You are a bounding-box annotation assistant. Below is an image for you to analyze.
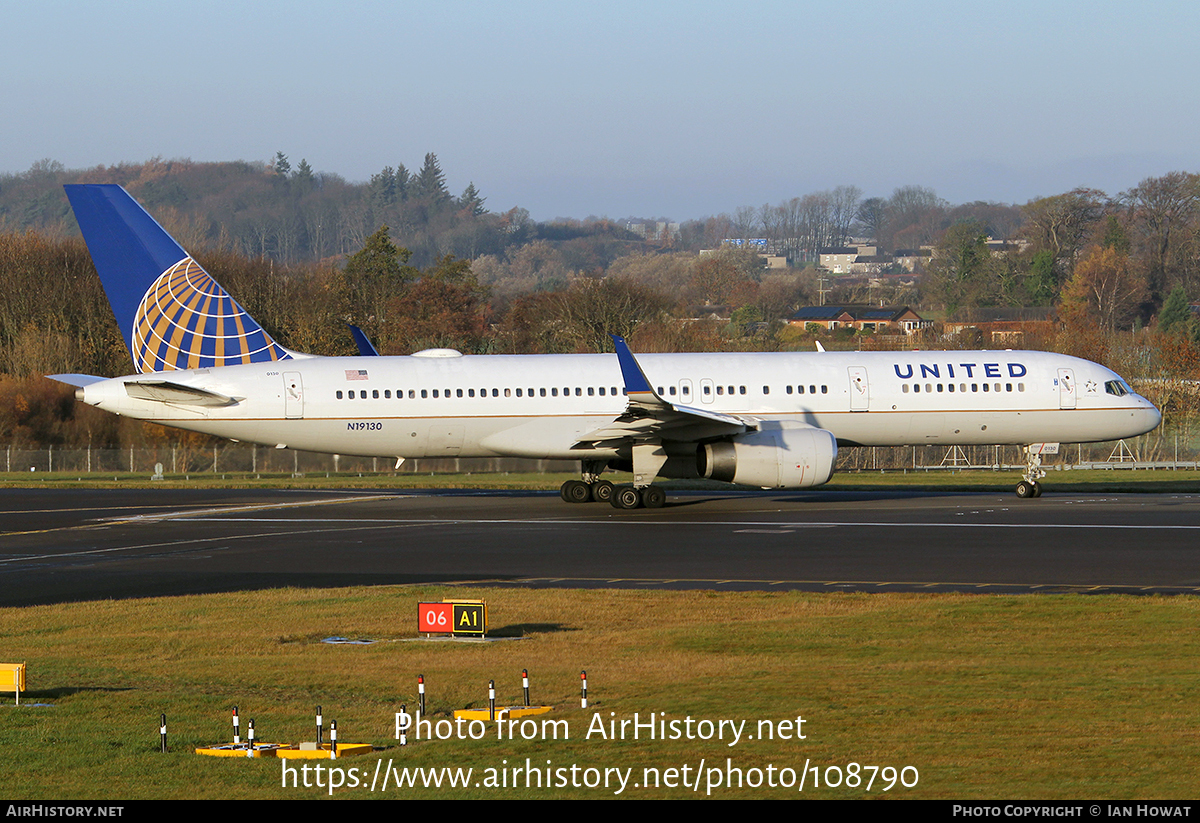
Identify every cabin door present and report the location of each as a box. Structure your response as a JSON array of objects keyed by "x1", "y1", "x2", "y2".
[
  {"x1": 847, "y1": 366, "x2": 871, "y2": 412},
  {"x1": 1058, "y1": 368, "x2": 1075, "y2": 409},
  {"x1": 283, "y1": 372, "x2": 304, "y2": 420}
]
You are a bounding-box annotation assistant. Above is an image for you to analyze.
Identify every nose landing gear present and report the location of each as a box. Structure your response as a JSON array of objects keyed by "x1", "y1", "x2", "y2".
[{"x1": 1016, "y1": 446, "x2": 1046, "y2": 498}]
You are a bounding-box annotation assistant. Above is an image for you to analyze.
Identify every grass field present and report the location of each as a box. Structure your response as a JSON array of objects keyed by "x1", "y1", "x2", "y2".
[
  {"x1": 0, "y1": 471, "x2": 1200, "y2": 800},
  {"x1": 0, "y1": 469, "x2": 1200, "y2": 493},
  {"x1": 0, "y1": 587, "x2": 1200, "y2": 800}
]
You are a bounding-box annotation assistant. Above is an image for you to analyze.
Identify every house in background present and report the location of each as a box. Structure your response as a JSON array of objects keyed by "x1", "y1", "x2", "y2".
[{"x1": 787, "y1": 306, "x2": 934, "y2": 335}]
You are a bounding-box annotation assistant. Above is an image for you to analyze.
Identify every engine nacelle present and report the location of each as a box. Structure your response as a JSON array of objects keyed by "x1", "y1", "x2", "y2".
[{"x1": 696, "y1": 426, "x2": 838, "y2": 488}]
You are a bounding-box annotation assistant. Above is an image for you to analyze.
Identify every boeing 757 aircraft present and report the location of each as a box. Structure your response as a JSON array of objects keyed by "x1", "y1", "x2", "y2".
[{"x1": 52, "y1": 185, "x2": 1162, "y2": 509}]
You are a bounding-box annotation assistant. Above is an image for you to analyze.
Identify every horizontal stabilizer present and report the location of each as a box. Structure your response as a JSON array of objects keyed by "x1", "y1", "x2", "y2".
[
  {"x1": 125, "y1": 380, "x2": 239, "y2": 406},
  {"x1": 46, "y1": 374, "x2": 108, "y2": 389},
  {"x1": 346, "y1": 323, "x2": 379, "y2": 358}
]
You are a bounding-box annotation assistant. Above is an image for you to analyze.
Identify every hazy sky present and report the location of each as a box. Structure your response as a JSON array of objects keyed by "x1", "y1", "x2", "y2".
[{"x1": 0, "y1": 0, "x2": 1200, "y2": 220}]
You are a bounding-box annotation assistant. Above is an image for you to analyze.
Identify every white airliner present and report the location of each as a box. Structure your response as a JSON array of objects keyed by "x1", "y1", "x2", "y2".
[{"x1": 52, "y1": 185, "x2": 1162, "y2": 509}]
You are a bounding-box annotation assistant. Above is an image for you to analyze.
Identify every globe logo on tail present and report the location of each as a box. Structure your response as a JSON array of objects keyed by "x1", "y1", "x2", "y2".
[{"x1": 131, "y1": 257, "x2": 290, "y2": 373}]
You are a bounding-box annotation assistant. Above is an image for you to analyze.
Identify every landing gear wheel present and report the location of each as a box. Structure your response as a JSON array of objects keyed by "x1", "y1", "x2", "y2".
[
  {"x1": 558, "y1": 480, "x2": 592, "y2": 503},
  {"x1": 592, "y1": 480, "x2": 617, "y2": 503},
  {"x1": 611, "y1": 486, "x2": 642, "y2": 509},
  {"x1": 642, "y1": 486, "x2": 667, "y2": 509}
]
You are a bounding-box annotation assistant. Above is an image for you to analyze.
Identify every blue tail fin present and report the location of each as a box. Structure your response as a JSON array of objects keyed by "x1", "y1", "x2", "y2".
[{"x1": 65, "y1": 185, "x2": 292, "y2": 373}]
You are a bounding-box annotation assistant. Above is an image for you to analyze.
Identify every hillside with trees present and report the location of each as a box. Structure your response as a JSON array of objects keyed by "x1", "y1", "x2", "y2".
[{"x1": 0, "y1": 152, "x2": 1200, "y2": 446}]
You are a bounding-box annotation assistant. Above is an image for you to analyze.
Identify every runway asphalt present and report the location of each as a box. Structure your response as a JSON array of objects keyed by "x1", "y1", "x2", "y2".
[{"x1": 0, "y1": 489, "x2": 1200, "y2": 606}]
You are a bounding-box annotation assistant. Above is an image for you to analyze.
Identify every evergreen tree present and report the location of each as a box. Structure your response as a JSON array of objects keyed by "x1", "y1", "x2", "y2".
[
  {"x1": 1158, "y1": 286, "x2": 1192, "y2": 335},
  {"x1": 458, "y1": 182, "x2": 487, "y2": 217},
  {"x1": 413, "y1": 151, "x2": 450, "y2": 206},
  {"x1": 295, "y1": 157, "x2": 317, "y2": 185},
  {"x1": 395, "y1": 163, "x2": 413, "y2": 203}
]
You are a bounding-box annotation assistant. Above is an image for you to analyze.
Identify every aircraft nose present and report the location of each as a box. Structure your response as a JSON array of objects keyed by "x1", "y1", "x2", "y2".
[{"x1": 1146, "y1": 404, "x2": 1163, "y2": 431}]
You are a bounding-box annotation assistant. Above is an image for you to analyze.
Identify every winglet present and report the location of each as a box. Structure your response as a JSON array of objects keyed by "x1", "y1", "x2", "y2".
[
  {"x1": 346, "y1": 323, "x2": 379, "y2": 358},
  {"x1": 608, "y1": 335, "x2": 659, "y2": 400}
]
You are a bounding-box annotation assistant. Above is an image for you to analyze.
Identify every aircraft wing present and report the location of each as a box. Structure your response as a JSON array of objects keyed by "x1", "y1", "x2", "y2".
[{"x1": 576, "y1": 335, "x2": 757, "y2": 446}]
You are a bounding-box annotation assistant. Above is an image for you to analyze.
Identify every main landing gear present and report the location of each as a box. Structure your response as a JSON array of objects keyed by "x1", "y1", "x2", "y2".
[
  {"x1": 1016, "y1": 446, "x2": 1046, "y2": 498},
  {"x1": 558, "y1": 461, "x2": 667, "y2": 509},
  {"x1": 558, "y1": 480, "x2": 667, "y2": 509}
]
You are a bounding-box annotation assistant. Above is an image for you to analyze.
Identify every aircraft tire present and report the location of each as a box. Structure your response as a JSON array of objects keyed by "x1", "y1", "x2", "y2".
[
  {"x1": 558, "y1": 480, "x2": 592, "y2": 503},
  {"x1": 612, "y1": 486, "x2": 642, "y2": 509},
  {"x1": 592, "y1": 480, "x2": 617, "y2": 503},
  {"x1": 642, "y1": 486, "x2": 667, "y2": 509}
]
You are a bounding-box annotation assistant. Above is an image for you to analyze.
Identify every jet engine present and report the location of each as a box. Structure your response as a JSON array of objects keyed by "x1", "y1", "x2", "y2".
[{"x1": 696, "y1": 425, "x2": 838, "y2": 488}]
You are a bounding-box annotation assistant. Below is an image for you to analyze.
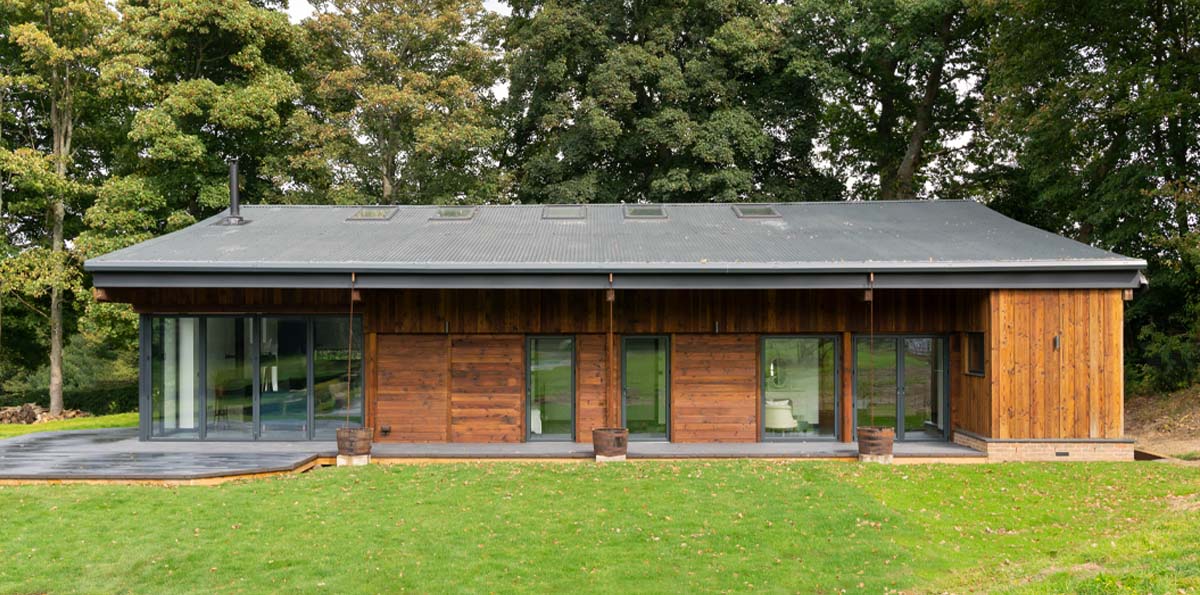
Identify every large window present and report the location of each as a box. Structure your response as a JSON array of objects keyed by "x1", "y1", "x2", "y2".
[
  {"x1": 762, "y1": 337, "x2": 838, "y2": 439},
  {"x1": 142, "y1": 315, "x2": 362, "y2": 440},
  {"x1": 527, "y1": 337, "x2": 575, "y2": 440}
]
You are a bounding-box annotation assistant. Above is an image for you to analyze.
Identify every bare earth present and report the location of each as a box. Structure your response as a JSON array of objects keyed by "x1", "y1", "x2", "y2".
[{"x1": 1126, "y1": 386, "x2": 1200, "y2": 456}]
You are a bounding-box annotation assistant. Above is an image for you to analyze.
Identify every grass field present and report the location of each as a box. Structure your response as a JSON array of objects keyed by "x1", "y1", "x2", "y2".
[
  {"x1": 0, "y1": 461, "x2": 1200, "y2": 594},
  {"x1": 0, "y1": 411, "x2": 138, "y2": 439}
]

++++

● Aim of the exercise
Collect every row above in which the string "tail" appears, with letter case counting, and copy each of those rows in full.

● Output of the task
Identify every globe logo on tail present and report the location of each as a box. Structure your response as a JSON array of objects keyed by "x1", "y1", "x2", "y2".
Identify every blue tail fin present and report the location of each as a box. Structure your response as a JSON array of objects keyed by "x1", "y1", "x2", "y2".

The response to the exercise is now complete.